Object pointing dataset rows

_ _ _ _ _ _ _

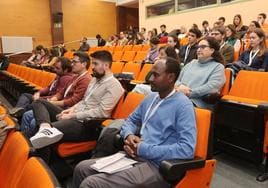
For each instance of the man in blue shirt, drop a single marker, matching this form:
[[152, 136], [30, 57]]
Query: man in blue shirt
[[165, 122]]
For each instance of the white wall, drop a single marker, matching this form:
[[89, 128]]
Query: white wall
[[249, 9]]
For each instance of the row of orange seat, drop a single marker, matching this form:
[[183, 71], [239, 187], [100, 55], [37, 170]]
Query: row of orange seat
[[33, 77], [16, 168]]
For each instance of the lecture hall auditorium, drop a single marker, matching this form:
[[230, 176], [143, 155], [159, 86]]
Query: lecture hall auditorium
[[133, 93]]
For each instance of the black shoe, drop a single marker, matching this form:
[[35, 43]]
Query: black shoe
[[16, 112]]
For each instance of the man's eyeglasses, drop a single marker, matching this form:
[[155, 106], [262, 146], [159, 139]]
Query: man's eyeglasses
[[203, 46], [75, 61]]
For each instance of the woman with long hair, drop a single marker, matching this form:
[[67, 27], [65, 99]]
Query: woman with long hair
[[256, 57], [204, 75], [231, 37], [239, 27]]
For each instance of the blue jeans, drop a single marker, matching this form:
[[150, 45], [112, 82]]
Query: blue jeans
[[28, 124]]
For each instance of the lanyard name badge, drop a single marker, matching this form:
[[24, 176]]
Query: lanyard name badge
[[70, 86], [252, 56], [151, 110], [94, 86]]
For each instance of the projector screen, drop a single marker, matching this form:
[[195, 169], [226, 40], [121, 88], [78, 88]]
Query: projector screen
[[16, 44]]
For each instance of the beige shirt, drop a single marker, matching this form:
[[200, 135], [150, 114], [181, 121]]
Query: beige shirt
[[100, 98]]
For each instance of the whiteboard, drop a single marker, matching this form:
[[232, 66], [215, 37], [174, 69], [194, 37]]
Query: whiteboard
[[13, 44]]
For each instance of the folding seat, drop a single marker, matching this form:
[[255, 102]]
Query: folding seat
[[13, 157], [145, 47], [140, 56], [118, 48], [68, 149], [241, 126], [197, 172], [117, 67], [127, 48], [117, 55], [144, 71], [128, 56], [133, 68], [130, 103], [137, 47], [37, 174]]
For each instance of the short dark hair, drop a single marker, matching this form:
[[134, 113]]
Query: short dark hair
[[263, 15], [222, 18], [196, 31], [173, 66], [39, 48], [154, 40], [65, 64], [221, 29], [204, 22], [83, 57], [103, 55]]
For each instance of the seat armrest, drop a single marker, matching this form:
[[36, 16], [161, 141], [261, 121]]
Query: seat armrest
[[174, 170], [263, 107]]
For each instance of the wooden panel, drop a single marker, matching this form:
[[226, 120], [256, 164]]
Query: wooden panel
[[87, 18], [26, 18]]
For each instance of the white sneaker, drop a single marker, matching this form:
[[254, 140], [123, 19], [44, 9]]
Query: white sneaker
[[45, 137]]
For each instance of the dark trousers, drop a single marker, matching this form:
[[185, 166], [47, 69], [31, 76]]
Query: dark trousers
[[72, 129]]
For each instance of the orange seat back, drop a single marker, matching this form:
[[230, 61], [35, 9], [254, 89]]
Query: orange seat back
[[251, 85], [128, 56], [118, 48], [37, 174], [130, 104], [136, 47], [117, 55], [132, 67], [145, 47], [226, 87], [140, 56], [117, 67], [12, 159], [203, 122], [127, 48], [144, 71]]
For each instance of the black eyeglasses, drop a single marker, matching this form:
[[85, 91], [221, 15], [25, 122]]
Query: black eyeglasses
[[202, 46], [75, 61]]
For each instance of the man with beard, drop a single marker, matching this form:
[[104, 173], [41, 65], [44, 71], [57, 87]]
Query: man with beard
[[100, 98], [167, 125]]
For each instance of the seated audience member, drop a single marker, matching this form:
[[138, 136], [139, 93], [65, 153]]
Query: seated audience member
[[164, 52], [100, 98], [206, 30], [34, 57], [63, 99], [256, 57], [252, 26], [84, 46], [163, 31], [261, 19], [63, 69], [188, 52], [203, 76], [226, 50], [221, 21], [239, 27], [122, 39], [231, 38], [158, 139], [153, 51], [139, 39], [173, 42], [101, 41]]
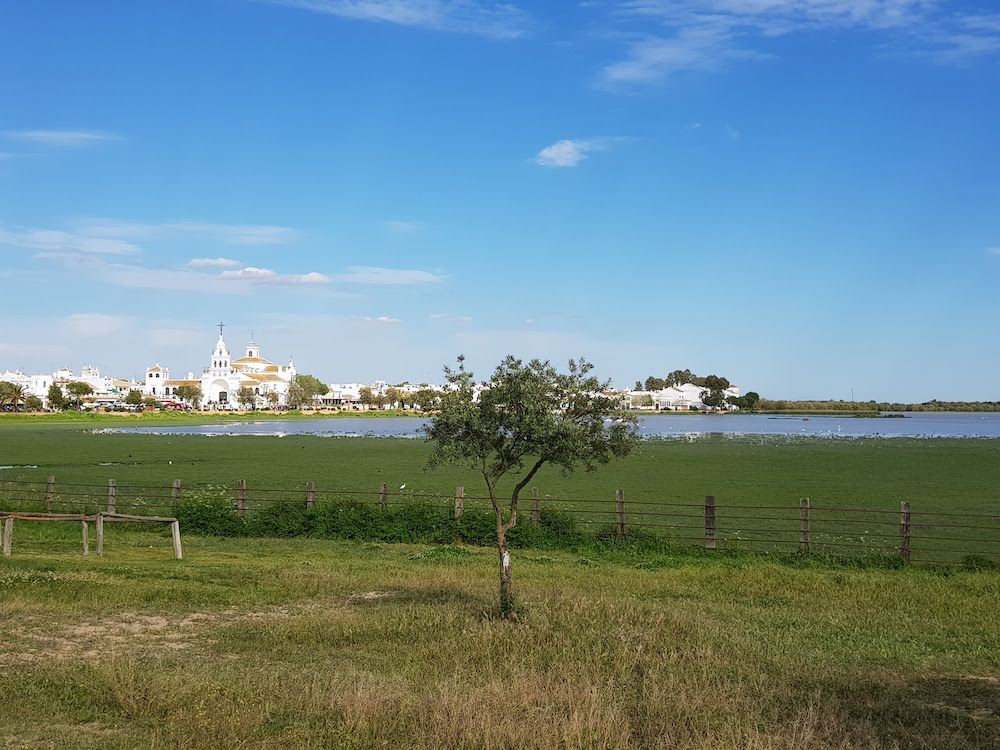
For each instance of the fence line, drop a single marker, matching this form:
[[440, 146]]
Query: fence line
[[722, 526]]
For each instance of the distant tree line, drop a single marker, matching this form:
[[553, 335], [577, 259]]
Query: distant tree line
[[714, 385], [873, 406]]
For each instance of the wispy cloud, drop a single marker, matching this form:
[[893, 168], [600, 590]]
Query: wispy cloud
[[569, 152], [230, 234], [387, 276], [213, 263], [62, 138], [399, 226], [706, 35], [444, 316], [267, 276], [492, 20], [54, 241]]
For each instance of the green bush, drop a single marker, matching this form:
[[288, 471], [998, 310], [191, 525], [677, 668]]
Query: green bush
[[210, 517]]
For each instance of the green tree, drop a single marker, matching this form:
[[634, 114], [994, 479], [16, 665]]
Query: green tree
[[56, 398], [304, 389], [189, 394], [716, 387], [365, 396], [425, 399], [11, 394], [528, 415], [246, 396], [392, 397], [77, 392], [680, 377]]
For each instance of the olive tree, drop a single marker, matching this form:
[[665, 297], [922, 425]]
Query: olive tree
[[526, 416], [189, 394], [246, 396], [77, 391]]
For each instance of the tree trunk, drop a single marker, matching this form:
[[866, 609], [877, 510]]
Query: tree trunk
[[506, 576]]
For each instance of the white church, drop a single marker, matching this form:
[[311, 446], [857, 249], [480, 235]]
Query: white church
[[224, 377]]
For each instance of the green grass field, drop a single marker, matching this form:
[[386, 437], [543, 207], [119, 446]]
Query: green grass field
[[955, 476], [318, 644]]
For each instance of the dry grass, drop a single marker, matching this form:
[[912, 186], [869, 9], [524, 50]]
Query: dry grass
[[321, 645]]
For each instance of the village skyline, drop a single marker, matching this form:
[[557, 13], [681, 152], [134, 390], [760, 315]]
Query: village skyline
[[757, 189]]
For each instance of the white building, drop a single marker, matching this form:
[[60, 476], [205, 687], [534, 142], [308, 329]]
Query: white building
[[683, 397], [221, 381], [33, 385]]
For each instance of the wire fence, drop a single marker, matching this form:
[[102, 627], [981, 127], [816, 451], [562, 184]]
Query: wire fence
[[911, 534]]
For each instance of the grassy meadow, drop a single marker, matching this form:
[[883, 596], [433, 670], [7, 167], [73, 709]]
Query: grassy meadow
[[320, 644], [951, 476], [332, 643]]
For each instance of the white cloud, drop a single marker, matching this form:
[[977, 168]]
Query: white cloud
[[53, 241], [444, 316], [700, 48], [61, 138], [266, 275], [705, 35], [96, 325], [569, 152], [213, 263], [491, 20], [387, 276]]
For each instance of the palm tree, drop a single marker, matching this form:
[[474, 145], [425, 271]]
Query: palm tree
[[16, 395], [11, 393]]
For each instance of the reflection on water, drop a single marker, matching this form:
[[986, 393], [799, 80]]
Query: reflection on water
[[914, 424]]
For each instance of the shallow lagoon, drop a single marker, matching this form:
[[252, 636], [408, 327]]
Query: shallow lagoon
[[913, 424]]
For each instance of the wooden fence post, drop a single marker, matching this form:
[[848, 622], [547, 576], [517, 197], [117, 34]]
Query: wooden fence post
[[175, 533], [99, 525], [904, 530], [709, 522], [804, 532], [8, 535]]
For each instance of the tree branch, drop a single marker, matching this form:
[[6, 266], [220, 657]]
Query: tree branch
[[517, 491]]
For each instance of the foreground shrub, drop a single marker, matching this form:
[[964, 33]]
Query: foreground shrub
[[213, 517]]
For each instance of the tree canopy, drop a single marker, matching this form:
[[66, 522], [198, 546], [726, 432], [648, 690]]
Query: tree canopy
[[526, 416], [190, 394], [303, 389]]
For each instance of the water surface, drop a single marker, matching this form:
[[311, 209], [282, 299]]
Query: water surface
[[913, 424]]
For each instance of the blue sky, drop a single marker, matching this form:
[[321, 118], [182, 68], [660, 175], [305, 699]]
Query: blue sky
[[801, 195]]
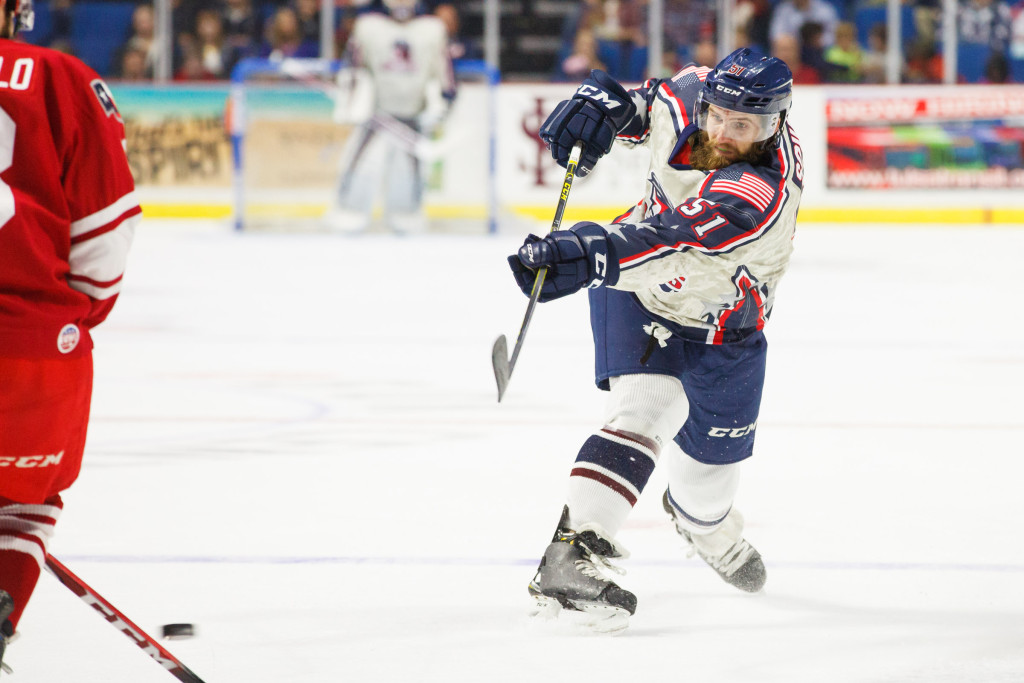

_ _ _ _ _ _ _

Write the rows as a numbered list without blank lines, starting at the line that contains "For each instance of the white cloud, drop" and ending with the line that contains "[[16, 395], [11, 393]]".

1. For each instance of the white cloud, drop a single marker, matching this form:
2. [[977, 168]]
3. Query: white cloud
4. [[53, 241], [444, 316], [700, 48], [61, 138], [266, 275], [705, 35], [96, 325], [569, 152], [213, 263], [491, 20], [387, 276]]
5. For each instance of the palm tree, drop a single marker, matching this form:
6. [[474, 145], [425, 271]]
7. Query: palm tree
8. [[16, 395], [11, 393]]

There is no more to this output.